◆ **EXERCISE BRIEF**
Arrange all of the rows below as a two-column CSV with the headers input and output, using one CSV line per row. Put each row's text under input and its answer under output, with each value in a single quoted field and every line break replaced by a space.

Contour labeling entries
- - -

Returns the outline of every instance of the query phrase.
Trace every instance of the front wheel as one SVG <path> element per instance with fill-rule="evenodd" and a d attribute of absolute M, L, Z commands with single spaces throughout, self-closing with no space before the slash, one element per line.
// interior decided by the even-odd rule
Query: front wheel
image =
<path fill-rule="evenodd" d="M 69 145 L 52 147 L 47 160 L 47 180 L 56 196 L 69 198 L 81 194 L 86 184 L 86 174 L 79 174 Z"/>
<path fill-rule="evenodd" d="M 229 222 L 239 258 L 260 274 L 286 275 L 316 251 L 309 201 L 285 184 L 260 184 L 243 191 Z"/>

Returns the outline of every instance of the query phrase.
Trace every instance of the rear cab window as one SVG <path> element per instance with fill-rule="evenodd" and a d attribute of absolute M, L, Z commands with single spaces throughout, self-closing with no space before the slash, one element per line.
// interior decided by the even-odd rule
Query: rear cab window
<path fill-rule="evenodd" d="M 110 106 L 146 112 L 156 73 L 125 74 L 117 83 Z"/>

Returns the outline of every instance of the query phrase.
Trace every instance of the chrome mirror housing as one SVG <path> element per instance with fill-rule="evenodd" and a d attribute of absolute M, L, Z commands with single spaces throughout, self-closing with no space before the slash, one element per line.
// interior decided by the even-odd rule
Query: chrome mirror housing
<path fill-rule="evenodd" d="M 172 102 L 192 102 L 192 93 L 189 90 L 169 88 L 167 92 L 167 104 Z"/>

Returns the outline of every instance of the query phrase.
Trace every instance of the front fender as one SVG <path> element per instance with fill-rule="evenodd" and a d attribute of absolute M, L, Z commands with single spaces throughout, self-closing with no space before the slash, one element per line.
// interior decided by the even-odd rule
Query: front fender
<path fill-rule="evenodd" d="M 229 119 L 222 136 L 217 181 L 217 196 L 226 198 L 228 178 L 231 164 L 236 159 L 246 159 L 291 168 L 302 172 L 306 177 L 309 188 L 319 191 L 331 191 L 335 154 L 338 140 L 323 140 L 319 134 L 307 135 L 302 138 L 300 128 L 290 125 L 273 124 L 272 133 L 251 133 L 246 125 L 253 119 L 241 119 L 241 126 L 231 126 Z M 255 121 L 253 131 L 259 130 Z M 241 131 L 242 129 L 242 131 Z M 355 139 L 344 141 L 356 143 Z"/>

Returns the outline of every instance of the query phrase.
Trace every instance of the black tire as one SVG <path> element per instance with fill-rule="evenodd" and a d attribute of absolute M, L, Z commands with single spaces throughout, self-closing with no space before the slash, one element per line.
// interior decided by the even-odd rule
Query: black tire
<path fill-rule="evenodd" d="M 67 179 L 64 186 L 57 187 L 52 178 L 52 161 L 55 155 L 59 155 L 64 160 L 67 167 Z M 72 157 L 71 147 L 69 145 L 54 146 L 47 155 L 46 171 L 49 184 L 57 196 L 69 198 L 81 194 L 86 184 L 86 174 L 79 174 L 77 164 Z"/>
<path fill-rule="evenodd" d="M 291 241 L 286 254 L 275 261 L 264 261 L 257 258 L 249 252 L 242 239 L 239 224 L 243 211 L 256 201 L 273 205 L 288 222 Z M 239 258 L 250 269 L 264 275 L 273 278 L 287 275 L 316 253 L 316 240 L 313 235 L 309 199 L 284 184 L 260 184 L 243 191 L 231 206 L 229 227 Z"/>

- - -

◆ **SOLUTION**
input,output
"Returns the outline of every instance of the query phrase. Trace every instance of the front wheel as one SVG <path> element per instance with fill-rule=""evenodd"" and a d attribute of absolute M, L, Z commands with single spaces throughout, self-closing with no space before the slash, one element per line. // interior decided by the even-odd rule Query: front wheel image =","<path fill-rule=""evenodd"" d=""M 69 145 L 52 147 L 47 160 L 47 180 L 56 196 L 69 198 L 81 194 L 86 184 L 86 174 L 79 174 Z""/> <path fill-rule=""evenodd"" d=""M 229 222 L 239 258 L 260 274 L 286 275 L 316 251 L 309 201 L 285 184 L 260 184 L 243 191 Z""/>"
"Returns the outline of every instance of the query phrase. Trace every instance of the rear cab window as one SVG <path> element per instance with fill-rule=""evenodd"" and a d attribute of absolute M, L, Z commands with single spaces throughout, self-closing with no space before the slash, one element per line. // interior decided by the even-odd rule Query: rear cab window","<path fill-rule=""evenodd"" d=""M 110 106 L 146 112 L 156 73 L 125 74 L 117 83 Z""/>"
"Returns the outline of every instance of the query phrase. Trace every instance of the chrome mirror housing as one SVG <path> element per instance with fill-rule=""evenodd"" and a d attribute of absolute M, L, Z commands with single spaces throughout, self-closing with no space before the slash, one element per line. // interior decided by the even-odd rule Query: chrome mirror housing","<path fill-rule=""evenodd"" d=""M 172 102 L 192 102 L 192 93 L 189 90 L 169 88 L 167 92 L 167 104 Z""/>"
"Returns the outline of every instance of the query phrase. Trace every instance of the front fender as one SVG <path> element per instance with fill-rule=""evenodd"" and a d attribute of absolute M, L, Z commands with single spaces throughout, self-closing with no space before the slash, one element per line. // interior decided by the even-odd rule Query: front fender","<path fill-rule=""evenodd"" d=""M 229 119 L 222 136 L 217 181 L 217 196 L 226 198 L 228 178 L 231 164 L 236 159 L 246 159 L 291 168 L 302 172 L 306 177 L 309 188 L 319 191 L 331 191 L 335 154 L 338 140 L 323 140 L 319 134 L 307 135 L 302 138 L 300 128 L 290 125 L 273 124 L 272 133 L 251 133 L 246 125 L 253 119 L 241 119 L 241 126 L 231 126 Z M 255 121 L 253 131 L 259 130 Z M 241 131 L 242 129 L 242 131 Z M 355 139 L 344 141 L 356 143 Z""/>"
"Returns the outline of every instance of the query phrase. Trace every instance of the black tire as one SVG <path> element per instance with fill-rule=""evenodd"" and a d attribute of absolute M, L, Z commands with single spaces throughout, self-closing with no space before the slash, one element per line. // interior decided by the even-odd rule Query: black tire","<path fill-rule=""evenodd"" d=""M 67 179 L 64 186 L 57 187 L 52 178 L 52 161 L 55 155 L 59 155 L 64 160 L 67 167 Z M 72 157 L 71 147 L 69 145 L 54 146 L 47 155 L 46 171 L 49 184 L 57 196 L 69 198 L 81 194 L 86 184 L 86 174 L 79 174 L 77 164 Z""/> <path fill-rule=""evenodd"" d=""M 291 241 L 286 254 L 275 261 L 264 261 L 257 258 L 249 252 L 242 239 L 239 224 L 243 211 L 256 201 L 273 205 L 288 222 Z M 239 258 L 250 269 L 264 275 L 273 278 L 287 275 L 316 253 L 316 240 L 313 235 L 309 199 L 284 184 L 260 184 L 243 191 L 231 206 L 229 227 Z""/>"